Recast the items as a Markdown table with columns n and Line, one numbered row per line and no rows for blank lines. Begin at the line that has "target: waterfront house" and stop after the line that has "238L385 232L379 227L385".
------------------------------
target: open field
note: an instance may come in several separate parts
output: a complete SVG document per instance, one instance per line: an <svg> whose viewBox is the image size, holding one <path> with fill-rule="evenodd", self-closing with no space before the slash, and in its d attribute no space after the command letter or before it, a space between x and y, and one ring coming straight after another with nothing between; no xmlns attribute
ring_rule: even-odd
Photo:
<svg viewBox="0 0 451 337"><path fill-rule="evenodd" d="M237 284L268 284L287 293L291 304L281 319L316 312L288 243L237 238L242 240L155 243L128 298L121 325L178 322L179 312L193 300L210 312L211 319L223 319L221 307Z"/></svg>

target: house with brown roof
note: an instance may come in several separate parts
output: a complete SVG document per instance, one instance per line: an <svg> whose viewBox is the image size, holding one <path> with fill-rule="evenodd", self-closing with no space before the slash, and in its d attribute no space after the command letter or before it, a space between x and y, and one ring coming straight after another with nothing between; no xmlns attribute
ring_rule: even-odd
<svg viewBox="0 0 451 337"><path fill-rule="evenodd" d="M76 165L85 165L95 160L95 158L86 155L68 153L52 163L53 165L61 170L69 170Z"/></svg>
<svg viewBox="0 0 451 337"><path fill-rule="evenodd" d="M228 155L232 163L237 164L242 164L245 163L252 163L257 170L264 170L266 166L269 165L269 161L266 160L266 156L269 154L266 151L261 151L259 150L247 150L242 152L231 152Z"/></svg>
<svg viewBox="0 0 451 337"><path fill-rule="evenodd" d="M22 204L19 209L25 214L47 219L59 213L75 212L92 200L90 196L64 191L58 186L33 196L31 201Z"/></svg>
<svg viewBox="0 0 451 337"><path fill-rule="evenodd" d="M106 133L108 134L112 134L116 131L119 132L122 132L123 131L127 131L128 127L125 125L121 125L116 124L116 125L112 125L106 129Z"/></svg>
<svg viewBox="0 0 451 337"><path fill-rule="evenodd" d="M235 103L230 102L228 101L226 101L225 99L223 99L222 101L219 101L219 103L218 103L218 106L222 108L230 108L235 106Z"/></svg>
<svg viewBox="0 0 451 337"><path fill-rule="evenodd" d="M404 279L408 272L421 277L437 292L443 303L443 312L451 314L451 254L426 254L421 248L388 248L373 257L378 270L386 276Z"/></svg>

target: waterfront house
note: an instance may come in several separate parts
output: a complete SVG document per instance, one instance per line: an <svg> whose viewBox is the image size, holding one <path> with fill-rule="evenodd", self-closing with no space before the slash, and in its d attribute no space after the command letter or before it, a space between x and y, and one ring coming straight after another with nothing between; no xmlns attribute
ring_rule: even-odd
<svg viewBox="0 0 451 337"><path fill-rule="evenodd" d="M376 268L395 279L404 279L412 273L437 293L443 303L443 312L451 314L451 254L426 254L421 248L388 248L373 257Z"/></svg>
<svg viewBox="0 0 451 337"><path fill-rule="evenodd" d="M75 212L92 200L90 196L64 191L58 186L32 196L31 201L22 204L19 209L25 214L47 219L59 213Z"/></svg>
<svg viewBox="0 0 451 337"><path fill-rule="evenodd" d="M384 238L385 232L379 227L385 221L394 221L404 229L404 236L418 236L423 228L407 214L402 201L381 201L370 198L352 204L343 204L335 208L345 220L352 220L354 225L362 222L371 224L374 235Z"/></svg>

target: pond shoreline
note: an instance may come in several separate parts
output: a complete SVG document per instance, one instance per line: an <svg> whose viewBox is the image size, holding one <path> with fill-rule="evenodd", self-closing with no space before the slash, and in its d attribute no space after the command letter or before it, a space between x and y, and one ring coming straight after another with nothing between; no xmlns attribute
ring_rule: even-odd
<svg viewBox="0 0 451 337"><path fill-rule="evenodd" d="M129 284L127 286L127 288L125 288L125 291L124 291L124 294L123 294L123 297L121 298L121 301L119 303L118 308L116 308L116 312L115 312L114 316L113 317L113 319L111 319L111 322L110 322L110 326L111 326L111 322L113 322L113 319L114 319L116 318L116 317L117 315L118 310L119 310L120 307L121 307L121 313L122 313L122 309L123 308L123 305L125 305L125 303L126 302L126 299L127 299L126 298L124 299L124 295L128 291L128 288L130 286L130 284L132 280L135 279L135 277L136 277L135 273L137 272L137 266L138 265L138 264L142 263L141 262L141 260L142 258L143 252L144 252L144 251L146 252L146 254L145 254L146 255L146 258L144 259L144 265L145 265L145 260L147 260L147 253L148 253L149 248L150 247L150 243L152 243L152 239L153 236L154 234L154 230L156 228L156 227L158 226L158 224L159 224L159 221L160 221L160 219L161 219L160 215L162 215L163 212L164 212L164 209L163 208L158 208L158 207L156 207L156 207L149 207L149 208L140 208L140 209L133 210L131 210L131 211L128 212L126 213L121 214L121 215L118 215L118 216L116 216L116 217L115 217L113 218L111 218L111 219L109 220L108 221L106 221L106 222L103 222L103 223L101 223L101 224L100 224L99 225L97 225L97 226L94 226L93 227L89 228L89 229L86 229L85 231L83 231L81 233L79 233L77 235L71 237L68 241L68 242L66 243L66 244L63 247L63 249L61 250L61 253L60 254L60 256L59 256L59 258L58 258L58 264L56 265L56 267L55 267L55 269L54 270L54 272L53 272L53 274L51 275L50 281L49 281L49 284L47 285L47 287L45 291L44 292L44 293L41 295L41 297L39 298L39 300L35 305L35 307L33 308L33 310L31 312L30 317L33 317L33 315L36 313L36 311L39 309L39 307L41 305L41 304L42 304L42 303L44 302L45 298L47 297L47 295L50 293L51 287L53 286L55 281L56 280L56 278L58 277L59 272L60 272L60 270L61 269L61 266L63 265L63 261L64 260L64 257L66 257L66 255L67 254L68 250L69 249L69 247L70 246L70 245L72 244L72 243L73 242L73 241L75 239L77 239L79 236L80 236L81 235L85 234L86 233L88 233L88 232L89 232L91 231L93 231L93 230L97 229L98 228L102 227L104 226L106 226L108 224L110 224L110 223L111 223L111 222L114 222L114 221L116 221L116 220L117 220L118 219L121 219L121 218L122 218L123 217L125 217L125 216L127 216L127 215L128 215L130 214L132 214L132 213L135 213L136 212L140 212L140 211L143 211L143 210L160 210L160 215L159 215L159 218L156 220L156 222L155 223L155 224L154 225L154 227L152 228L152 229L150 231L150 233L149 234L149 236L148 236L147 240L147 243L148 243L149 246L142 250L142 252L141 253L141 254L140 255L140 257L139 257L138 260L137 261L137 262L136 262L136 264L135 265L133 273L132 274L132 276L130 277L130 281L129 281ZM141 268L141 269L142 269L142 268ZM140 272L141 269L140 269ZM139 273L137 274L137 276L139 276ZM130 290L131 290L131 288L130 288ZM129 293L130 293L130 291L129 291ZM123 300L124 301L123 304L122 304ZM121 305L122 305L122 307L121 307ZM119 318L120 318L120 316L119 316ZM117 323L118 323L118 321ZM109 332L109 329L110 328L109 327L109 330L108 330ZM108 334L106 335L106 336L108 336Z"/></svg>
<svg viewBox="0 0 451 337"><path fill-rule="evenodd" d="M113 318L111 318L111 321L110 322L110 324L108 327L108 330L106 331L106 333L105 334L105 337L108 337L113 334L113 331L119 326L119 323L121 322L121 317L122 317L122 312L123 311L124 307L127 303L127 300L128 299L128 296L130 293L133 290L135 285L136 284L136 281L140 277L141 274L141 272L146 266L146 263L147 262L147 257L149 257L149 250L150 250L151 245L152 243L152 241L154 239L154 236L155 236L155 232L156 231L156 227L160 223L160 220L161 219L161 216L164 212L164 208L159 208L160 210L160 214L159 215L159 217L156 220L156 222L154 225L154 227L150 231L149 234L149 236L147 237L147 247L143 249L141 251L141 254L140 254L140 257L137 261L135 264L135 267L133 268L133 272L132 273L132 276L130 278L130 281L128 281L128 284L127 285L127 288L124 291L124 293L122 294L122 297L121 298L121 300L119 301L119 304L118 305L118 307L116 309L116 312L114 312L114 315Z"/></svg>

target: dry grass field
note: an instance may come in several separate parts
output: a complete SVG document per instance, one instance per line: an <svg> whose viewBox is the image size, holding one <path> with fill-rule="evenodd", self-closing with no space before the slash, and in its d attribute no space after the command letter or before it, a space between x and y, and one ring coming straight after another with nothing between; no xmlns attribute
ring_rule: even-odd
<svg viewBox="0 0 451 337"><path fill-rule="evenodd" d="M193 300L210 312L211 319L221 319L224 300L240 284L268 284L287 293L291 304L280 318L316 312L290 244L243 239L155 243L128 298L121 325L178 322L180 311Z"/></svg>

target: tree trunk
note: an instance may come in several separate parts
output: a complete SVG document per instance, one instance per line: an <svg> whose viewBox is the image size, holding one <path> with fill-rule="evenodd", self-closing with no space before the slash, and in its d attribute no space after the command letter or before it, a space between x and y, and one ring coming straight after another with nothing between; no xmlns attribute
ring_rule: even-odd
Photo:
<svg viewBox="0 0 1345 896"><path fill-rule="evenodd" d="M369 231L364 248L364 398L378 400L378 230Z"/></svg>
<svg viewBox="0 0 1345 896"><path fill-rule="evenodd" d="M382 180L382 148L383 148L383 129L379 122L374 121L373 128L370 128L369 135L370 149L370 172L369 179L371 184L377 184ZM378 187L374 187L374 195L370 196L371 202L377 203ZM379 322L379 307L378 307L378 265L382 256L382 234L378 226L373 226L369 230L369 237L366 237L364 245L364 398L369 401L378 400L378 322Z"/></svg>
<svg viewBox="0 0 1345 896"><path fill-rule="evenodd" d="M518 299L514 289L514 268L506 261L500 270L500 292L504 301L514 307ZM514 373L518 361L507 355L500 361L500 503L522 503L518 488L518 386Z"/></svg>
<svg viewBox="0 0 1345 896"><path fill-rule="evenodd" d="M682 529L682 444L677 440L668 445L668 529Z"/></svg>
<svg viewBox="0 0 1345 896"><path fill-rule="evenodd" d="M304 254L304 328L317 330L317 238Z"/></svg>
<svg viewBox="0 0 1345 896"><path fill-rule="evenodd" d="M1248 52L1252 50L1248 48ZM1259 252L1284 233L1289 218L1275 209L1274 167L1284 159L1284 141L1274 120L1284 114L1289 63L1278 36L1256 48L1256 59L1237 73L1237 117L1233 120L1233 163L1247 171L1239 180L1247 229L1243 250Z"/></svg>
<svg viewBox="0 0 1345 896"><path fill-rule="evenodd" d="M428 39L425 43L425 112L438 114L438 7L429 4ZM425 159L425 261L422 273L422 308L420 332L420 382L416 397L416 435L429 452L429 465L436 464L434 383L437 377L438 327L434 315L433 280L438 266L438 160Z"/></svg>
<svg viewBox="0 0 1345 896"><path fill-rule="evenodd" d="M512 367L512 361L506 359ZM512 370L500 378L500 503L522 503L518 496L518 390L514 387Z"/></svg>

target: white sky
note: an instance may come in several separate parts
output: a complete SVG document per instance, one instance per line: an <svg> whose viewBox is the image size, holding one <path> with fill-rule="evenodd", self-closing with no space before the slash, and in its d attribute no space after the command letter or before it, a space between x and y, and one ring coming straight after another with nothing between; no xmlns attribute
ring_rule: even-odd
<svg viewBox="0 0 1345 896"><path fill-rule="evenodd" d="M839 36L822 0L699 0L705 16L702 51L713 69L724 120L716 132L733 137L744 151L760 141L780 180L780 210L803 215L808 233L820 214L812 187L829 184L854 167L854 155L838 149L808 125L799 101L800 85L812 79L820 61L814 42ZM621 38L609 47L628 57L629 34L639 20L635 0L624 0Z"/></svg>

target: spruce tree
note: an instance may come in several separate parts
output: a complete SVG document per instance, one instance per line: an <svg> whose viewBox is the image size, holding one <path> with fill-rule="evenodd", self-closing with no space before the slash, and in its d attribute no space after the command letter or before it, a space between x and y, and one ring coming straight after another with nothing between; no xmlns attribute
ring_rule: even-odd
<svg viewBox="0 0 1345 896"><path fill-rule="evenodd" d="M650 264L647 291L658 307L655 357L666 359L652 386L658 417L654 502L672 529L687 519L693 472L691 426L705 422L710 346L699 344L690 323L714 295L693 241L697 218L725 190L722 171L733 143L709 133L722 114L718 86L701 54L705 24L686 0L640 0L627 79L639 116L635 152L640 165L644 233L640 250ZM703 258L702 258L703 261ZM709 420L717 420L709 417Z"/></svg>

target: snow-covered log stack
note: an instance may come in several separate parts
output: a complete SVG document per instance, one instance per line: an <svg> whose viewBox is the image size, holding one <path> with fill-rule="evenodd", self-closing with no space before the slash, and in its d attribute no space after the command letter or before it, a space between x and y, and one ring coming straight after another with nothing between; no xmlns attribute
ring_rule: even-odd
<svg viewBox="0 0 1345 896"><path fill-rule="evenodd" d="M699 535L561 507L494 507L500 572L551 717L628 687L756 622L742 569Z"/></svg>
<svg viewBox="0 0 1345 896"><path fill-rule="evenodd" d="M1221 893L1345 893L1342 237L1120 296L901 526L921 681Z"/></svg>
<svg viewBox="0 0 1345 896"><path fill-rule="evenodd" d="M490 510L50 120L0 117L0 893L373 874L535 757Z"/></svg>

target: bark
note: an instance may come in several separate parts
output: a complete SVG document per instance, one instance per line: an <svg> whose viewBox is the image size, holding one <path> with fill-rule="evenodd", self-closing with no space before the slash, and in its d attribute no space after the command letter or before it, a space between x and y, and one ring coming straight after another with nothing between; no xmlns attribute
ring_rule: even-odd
------------------------------
* FULL ANSWER
| n | Line |
|---|---|
| 1 | target: waterfront house |
| 2 | note: an instance may come in several separate parts |
| 3 | output: a complete SVG document per instance, one instance per line: an <svg> whose viewBox is the image size, holding one <path> with fill-rule="evenodd", self-closing with no space before the slash, and in its d attribute no space after the command letter or before it, a space between x and y, and one ring coming straight after another with nothing between; no xmlns attribute |
| 4 | ring_rule: even-odd |
| 5 | <svg viewBox="0 0 451 337"><path fill-rule="evenodd" d="M376 268L395 279L404 279L412 273L437 293L443 303L443 312L451 314L451 254L426 254L421 248L388 248L373 257Z"/></svg> |
| 6 | <svg viewBox="0 0 451 337"><path fill-rule="evenodd" d="M75 212L92 200L90 196L64 191L58 186L32 196L31 201L22 204L19 209L25 214L47 219L59 213Z"/></svg> |
| 7 | <svg viewBox="0 0 451 337"><path fill-rule="evenodd" d="M384 238L385 232L379 227L385 221L394 221L404 229L404 236L418 236L423 228L407 214L402 201L381 201L370 198L352 204L343 204L335 208L345 220L352 220L354 225L362 222L371 224L374 235Z"/></svg> |